Extract to read:

--------------------

Book cover of Dear Edward

Why this book?

Eddie is twelve when he sets out with his mother, father, and fifteen-year-old brother, to whom he is especially close, on a cross-country flight from Newark to Los Angeles. We know from the beginning what’s ahead: their plane crashes in Colorado due to copilot error, and everyone on board is killed. Except Eddie. Ann Napolitano handles the story beautifully with a dual timeline shifting from the later-relevant stories of a few of the 191 passengers as the plane proceeds toward doom, and what happens after the crash when, in a shattering moment of unfathomable trauma, Eddie loses his family and the entire life he knows. He becomes the “Miracle Boy” with which the media is obsessed. His only aunt and uncle, whose marriage is struggling, take him in to live with them. He knows them, but they’ve not been close. He withdraws emotionally, enters a kind of fugue state, and stops eating.

--------------------

Data:
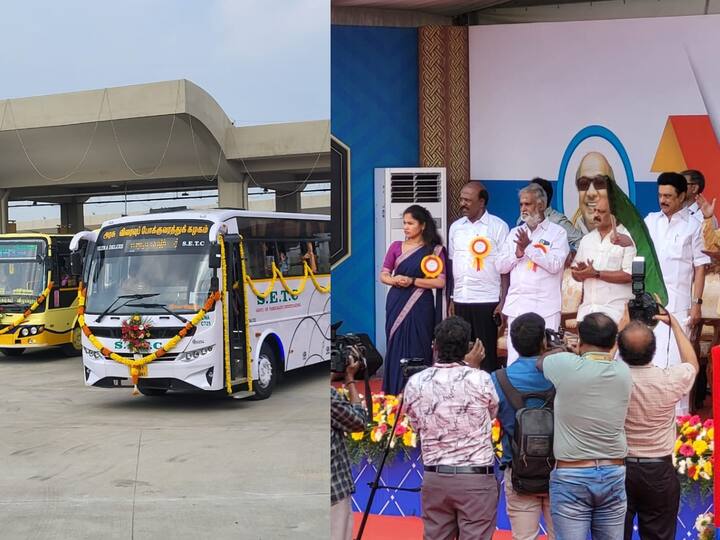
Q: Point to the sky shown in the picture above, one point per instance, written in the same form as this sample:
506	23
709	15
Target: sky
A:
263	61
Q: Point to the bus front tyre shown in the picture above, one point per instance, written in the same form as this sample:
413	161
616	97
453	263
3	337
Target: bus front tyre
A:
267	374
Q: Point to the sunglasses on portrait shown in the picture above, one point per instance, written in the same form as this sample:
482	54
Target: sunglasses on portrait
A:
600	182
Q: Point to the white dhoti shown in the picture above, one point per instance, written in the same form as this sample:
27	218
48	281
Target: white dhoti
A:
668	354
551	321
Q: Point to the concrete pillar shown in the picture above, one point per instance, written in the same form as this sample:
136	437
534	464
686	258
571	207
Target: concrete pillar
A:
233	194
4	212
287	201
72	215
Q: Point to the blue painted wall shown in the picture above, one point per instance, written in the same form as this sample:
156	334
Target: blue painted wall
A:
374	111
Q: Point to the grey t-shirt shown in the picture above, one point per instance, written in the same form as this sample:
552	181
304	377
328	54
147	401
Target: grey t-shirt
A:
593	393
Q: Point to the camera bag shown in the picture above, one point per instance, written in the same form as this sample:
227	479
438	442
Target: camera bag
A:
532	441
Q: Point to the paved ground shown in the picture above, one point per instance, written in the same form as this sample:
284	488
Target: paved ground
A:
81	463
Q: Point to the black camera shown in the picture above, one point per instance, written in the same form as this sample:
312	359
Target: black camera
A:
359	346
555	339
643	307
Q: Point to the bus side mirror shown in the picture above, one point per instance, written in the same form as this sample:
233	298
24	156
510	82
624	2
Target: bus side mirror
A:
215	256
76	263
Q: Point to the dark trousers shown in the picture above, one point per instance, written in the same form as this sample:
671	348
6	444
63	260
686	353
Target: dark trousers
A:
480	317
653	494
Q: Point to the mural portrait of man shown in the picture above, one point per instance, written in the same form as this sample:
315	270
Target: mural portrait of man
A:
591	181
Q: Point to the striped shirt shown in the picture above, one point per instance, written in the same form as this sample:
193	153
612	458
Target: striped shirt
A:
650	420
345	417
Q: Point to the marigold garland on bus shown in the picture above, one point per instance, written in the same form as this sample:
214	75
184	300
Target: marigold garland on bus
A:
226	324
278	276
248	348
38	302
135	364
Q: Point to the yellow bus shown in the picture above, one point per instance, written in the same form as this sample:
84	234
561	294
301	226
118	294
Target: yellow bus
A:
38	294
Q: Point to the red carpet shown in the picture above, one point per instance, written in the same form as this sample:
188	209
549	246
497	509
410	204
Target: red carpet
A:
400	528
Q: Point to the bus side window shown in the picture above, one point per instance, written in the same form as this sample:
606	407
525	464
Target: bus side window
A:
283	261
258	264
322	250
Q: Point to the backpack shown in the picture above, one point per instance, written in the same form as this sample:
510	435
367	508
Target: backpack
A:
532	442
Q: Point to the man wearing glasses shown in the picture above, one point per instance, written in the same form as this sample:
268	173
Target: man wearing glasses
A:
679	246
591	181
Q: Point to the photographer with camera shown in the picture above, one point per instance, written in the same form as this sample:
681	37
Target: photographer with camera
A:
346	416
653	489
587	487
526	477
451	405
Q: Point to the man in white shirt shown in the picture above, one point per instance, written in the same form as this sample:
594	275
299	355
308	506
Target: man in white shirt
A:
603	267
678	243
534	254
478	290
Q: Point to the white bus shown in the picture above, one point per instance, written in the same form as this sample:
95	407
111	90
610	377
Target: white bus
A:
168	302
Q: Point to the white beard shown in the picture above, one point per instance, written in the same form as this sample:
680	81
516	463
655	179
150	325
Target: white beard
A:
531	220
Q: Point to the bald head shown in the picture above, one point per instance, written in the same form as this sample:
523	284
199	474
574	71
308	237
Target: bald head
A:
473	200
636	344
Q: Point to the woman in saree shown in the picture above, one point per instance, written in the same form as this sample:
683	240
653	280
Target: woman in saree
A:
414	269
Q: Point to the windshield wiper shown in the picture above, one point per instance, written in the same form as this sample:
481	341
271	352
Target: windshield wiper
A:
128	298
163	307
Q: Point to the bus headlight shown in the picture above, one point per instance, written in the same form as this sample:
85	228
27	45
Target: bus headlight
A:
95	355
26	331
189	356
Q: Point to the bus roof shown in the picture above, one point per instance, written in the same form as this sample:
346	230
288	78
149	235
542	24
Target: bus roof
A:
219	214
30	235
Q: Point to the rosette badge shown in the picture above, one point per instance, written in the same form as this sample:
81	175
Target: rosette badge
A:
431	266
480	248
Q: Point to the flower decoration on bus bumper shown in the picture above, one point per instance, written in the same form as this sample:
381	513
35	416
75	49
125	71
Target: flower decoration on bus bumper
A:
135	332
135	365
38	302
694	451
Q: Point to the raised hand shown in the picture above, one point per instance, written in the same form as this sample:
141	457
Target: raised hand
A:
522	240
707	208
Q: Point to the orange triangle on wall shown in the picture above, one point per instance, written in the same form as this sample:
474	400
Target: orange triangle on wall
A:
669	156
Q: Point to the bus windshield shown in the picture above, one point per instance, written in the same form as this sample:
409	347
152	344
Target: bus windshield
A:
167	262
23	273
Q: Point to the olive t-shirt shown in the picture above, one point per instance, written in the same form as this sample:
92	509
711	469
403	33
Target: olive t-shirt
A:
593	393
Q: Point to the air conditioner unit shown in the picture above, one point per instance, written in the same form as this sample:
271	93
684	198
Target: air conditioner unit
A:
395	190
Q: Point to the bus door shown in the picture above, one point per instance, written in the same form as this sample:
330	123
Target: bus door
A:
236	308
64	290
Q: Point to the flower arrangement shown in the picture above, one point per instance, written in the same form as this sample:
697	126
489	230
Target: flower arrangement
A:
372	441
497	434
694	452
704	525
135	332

--------------------

Your instructions: Pick up the write-up on the novel Dear Edward after its last sentence and keep it going. The records are a separate set of material and have nothing to do with the text.

Task answer:
Slowly, a psychiatrist, a school principal, Shaye, a twelve-year-old girl next door, and letters from the family members of crash victims begin to give him a sense of direction. He begins to build a life as his teens advance, and the reader watches some of the almost invisible steps. What I love about this novel is how the author answers the question: if the very worst thing possible happens in life, if I lose even everything I love, is there any way to go on? In this powerful novel, Napolitano says it takes time, support, and enormous patience, but yes. Don’t give up.